How many of the lines below contain the word "ring"? Reply with the number alone.

▽

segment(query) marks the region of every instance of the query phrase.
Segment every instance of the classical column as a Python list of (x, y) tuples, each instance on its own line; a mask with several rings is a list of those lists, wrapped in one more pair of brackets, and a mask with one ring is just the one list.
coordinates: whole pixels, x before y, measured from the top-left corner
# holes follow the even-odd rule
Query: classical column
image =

△
▽

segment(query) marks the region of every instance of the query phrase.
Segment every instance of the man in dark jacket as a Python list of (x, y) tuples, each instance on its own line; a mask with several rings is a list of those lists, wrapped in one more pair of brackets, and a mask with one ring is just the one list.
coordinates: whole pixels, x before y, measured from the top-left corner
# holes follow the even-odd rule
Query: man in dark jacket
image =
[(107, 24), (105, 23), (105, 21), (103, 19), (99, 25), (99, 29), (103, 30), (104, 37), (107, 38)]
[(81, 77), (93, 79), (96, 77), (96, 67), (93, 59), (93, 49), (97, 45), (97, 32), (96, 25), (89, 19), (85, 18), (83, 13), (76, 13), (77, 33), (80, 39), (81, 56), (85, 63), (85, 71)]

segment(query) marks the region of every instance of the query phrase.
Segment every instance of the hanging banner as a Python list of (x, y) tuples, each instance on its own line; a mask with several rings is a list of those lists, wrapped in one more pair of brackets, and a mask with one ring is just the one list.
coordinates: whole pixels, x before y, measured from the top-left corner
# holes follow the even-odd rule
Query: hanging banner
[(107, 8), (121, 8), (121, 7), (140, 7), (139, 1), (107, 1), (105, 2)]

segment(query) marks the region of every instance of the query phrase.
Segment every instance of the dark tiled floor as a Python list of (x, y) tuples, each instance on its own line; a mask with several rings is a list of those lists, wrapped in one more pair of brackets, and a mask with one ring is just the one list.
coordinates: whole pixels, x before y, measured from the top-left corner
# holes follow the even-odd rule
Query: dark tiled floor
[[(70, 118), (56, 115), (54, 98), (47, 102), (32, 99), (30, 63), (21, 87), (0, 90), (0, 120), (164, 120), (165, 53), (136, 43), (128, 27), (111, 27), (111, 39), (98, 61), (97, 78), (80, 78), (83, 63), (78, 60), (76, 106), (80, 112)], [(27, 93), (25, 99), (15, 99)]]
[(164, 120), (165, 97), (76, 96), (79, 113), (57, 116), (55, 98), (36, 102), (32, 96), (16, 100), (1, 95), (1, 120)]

△

The response: 4